# TASK DESCRIPTION
Exactly reproduce each record listed below.

# Records of labeled points
• • • • • • •
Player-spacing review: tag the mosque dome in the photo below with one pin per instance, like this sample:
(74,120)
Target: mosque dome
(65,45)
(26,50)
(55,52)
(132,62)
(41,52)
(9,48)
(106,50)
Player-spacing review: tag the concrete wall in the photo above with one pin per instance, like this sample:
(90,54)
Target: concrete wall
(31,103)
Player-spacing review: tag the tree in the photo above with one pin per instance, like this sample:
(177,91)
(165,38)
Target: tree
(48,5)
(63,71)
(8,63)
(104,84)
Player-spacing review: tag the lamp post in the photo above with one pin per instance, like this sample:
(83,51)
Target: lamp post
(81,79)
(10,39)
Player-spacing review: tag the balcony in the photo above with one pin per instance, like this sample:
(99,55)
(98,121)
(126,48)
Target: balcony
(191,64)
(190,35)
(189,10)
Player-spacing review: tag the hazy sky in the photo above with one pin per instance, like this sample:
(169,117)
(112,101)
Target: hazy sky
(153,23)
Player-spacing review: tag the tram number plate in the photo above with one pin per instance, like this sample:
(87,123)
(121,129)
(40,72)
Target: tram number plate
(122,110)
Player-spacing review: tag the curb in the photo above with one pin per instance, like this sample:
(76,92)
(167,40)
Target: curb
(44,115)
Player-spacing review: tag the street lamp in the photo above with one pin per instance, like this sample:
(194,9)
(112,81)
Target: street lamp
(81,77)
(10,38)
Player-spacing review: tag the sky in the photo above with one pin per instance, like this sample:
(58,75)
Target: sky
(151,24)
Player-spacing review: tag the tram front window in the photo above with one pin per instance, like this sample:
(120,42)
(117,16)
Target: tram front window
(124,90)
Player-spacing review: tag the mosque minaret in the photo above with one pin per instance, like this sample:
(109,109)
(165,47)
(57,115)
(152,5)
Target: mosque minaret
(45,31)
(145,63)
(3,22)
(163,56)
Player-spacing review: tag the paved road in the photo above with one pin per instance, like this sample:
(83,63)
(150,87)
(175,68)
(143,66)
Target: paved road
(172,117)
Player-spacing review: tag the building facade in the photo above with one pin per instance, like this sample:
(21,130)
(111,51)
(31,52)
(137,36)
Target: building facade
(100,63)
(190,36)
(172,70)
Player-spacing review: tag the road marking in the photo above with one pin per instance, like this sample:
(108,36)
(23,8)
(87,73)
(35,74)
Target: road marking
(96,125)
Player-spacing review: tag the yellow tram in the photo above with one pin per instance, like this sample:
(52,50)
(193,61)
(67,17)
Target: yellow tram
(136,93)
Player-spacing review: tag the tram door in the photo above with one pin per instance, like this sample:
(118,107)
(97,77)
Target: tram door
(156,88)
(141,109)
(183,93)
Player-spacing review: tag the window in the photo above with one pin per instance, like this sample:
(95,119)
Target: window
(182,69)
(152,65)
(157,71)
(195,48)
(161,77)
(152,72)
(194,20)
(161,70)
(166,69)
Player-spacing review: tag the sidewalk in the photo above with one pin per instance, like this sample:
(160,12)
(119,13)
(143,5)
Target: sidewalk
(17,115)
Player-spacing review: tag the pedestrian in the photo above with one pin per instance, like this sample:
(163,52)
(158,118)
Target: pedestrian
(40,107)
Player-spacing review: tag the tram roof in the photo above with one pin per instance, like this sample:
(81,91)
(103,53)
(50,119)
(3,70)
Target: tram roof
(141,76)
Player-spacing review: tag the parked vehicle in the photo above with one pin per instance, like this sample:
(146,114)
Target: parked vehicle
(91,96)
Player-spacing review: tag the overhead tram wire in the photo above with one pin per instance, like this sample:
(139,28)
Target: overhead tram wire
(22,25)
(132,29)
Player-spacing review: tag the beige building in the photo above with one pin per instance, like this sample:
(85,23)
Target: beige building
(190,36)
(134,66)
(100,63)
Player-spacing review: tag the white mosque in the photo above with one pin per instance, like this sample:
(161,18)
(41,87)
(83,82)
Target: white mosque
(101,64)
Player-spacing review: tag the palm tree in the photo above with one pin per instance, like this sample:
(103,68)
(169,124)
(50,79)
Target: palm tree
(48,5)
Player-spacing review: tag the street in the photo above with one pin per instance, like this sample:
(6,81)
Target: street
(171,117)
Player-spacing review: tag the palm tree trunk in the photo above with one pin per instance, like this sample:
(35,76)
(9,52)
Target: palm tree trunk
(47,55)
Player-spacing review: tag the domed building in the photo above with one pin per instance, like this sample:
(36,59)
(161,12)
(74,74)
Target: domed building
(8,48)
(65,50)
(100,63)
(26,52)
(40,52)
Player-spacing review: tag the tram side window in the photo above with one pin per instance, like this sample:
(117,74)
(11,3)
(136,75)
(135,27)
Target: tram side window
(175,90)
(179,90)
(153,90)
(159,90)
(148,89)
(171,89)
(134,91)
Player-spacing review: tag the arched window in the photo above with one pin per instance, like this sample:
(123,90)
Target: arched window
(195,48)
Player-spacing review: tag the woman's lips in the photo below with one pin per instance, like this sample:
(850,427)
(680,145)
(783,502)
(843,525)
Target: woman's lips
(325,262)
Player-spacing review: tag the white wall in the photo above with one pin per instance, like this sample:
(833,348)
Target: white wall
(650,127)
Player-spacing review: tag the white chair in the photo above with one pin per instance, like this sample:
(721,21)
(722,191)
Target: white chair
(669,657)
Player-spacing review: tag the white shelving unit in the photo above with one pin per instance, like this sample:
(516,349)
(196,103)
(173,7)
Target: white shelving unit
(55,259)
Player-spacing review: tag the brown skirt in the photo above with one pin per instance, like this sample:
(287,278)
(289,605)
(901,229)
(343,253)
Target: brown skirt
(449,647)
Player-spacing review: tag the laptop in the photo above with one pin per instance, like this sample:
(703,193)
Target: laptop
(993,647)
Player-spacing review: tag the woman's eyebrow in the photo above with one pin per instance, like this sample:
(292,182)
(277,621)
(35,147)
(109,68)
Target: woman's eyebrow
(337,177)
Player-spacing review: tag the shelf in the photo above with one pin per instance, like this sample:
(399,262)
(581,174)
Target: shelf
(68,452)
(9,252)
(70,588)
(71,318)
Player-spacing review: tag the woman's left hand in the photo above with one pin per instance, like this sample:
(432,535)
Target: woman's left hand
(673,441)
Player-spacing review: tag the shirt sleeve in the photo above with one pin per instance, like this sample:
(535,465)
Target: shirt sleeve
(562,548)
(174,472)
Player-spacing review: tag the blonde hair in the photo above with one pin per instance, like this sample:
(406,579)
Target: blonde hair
• • • • • • •
# ANSWER TO THE TASK
Player-spacing review: tag the mosque dome in the photo below with one pin per instance, like this sample:
(74,120)
Target: mosque dome
(65,45)
(26,50)
(55,52)
(132,62)
(41,52)
(9,48)
(106,50)
Player-spacing review: tag the concrete wall in the photo above with one pin per instance, like this sample:
(90,54)
Target: concrete wall
(31,103)
Player-spacing review: tag the tree in the photo above with one pin per instance, like this sample:
(177,91)
(165,38)
Target: tree
(48,5)
(63,71)
(8,63)
(104,84)
Player-spacing review: tag the lamp post in the photo above with one pin per instance, like this sample:
(83,51)
Target: lamp post
(81,79)
(10,39)
Player-spacing review: tag the balcony in the photo above with one pin per instance, like this sample:
(99,55)
(98,121)
(126,48)
Target: balcony
(191,64)
(190,35)
(189,10)
Player-spacing review: tag the hazy sky in the photo above with one pin per instance, like this sample:
(169,117)
(112,101)
Target: hazy sky
(153,23)
Player-spacing review: tag the tram number plate in the photo above with one pin per instance, like this sample:
(87,123)
(121,129)
(40,72)
Target: tram number plate
(122,110)
Player-spacing review: tag the curb in the photo above with one pin per instance, like this sample:
(76,92)
(167,40)
Target: curb
(44,115)
Player-spacing review: tag the street lamp in the photo above with one pin per instance, like this sample:
(194,9)
(112,81)
Target: street lamp
(81,77)
(10,38)
Player-spacing review: tag the sky in the photo above with one pin per instance, like this sample:
(58,75)
Target: sky
(151,24)
Player-spacing review: tag the tram front window in the photo above with one pin per instance, like this sample:
(120,42)
(117,16)
Target: tram front window
(124,90)
Player-spacing review: tag the mosque minaret in the photo above with one pin per instance, like this sample:
(109,109)
(165,47)
(57,115)
(152,5)
Target: mosque minaret
(45,31)
(145,63)
(3,22)
(163,56)
Player-spacing review: tag the paved road in the photo above with one pin per instance, like this sample:
(83,63)
(150,87)
(175,68)
(143,66)
Target: paved road
(172,117)
Player-spacing review: tag the building facade in the photo above with one pin per instance, like this sample:
(21,130)
(111,51)
(31,52)
(137,36)
Target: building facade
(100,63)
(190,36)
(172,70)
Player-spacing review: tag the road marking in the photo above with one pin per instance, like this sample:
(108,36)
(23,8)
(87,73)
(35,74)
Target: road marking
(96,125)
Player-spacing review: tag the yellow tram in the photo above with one pin per instance, like this sample:
(52,50)
(193,61)
(67,17)
Target: yellow tram
(136,93)
Player-spacing review: tag the tram door in the photo above with one pin per instance, like this sample:
(118,107)
(97,77)
Target: tram door
(156,88)
(141,109)
(183,93)
Player-spacing review: tag the window in the photo above with one pin per instance, like this sample:
(95,119)
Target: window
(182,69)
(152,65)
(157,71)
(195,48)
(161,77)
(152,72)
(194,20)
(161,70)
(166,69)
Player-spacing review: tag the sidewalk in the photo above with one pin per instance, like this sample:
(160,12)
(119,13)
(143,5)
Target: sidewalk
(17,115)
Player-spacing review: tag the pedestrian in the photo above with one pin per instance, like this sample:
(163,52)
(158,118)
Target: pedestrian
(40,107)
Player-spacing review: tag the tram roof in the photo above with one pin per instance, like this sample:
(81,91)
(103,53)
(50,119)
(3,70)
Target: tram roof
(141,76)
Player-spacing review: tag the parked vehicle in the photo above with one pin per instance, like this sample:
(146,114)
Target: parked vehicle
(91,96)
Player-spacing review: tag the overhead tram wire in the photo above with one pin per instance, like this sample:
(139,28)
Target: overhead tram wire
(22,25)
(132,29)
Player-spacing review: tag the beige building in the photo above with one pin per instance, like this sample:
(85,23)
Target: beige building
(190,36)
(134,66)
(100,63)
Player-spacing review: tag the white mosque in the photo above with one pin per instance, like this sample:
(161,18)
(41,87)
(83,82)
Target: white mosque
(101,64)
Player-spacing review: tag the palm tree in the photo above with one pin per instance, like this sample:
(103,68)
(169,124)
(50,79)
Target: palm tree
(48,5)
Player-spacing review: tag the street in the photo above with one pin per instance, like this sample:
(6,81)
Target: street
(171,117)
Player-spacing review: tag the palm tree trunk in the photo above with one pin per instance, like this sample:
(35,76)
(9,52)
Target: palm tree trunk
(47,55)
Player-spacing review: tag the domed building in the photo above with one pin per instance, like this sample:
(36,59)
(161,12)
(74,74)
Target: domed building
(8,48)
(65,50)
(100,63)
(26,52)
(40,52)
Player-spacing review: tag the tram side window in the photo above with one pin per instance, like this sample:
(117,74)
(11,3)
(136,75)
(135,27)
Target: tram side window
(175,90)
(179,90)
(153,90)
(159,90)
(148,89)
(171,89)
(134,91)
Player-spacing review: tag the arched window in the photo above with one pin per instance, like this sample:
(123,90)
Target: arched window
(195,48)
Player-spacing review: tag the woman's lips in the photo below with one pin per instance, like this sample:
(850,427)
(680,145)
(783,502)
(843,525)
Target: woman's lips
(325,262)
Player-spacing review: tag the white wall in the photo above with one pin per instance, like this sample:
(833,348)
Target: white wall
(650,127)
Player-spacing review: tag the white chair in the photo above with one pin per instance, like this sample:
(721,21)
(722,191)
Target: white chair
(669,657)
Player-spacing review: tag the white shelving unit in the photo above with one pin per instance, like this sample:
(516,349)
(196,103)
(173,7)
Target: white shelving unit
(55,259)
Player-spacing review: tag the brown skirt in the photo above with one pin per instance, like this sample:
(287,278)
(289,605)
(901,229)
(343,253)
Target: brown skirt
(449,647)
Player-spacing review: tag the laptop in the photo above with one pin per instance, like this sample:
(703,193)
Target: laptop
(993,647)
Player-spacing review: tag the woman's eyebrow in the photo above with one pin per instance, like this sample:
(292,182)
(277,621)
(35,147)
(109,68)
Target: woman's eyebrow
(337,177)
Player-spacing review: tag the shelf in the photo above with one pin per instance, like this sample:
(399,262)
(581,174)
Target: shelf
(68,452)
(9,252)
(70,588)
(71,318)
Player-spacing review: tag the woman's left hand in the photo above with one pin per instance, like this sample:
(432,535)
Target: woman's left hand
(673,441)
Player-spacing review: tag the shirt sleeve in the photo above with one pin per instance, like this sample:
(535,465)
Target: shirt sleeve
(562,548)
(174,472)
Player-spacing review: tag the blonde hair in the photo above with one pin per instance, like this sample:
(406,579)
Target: blonde hair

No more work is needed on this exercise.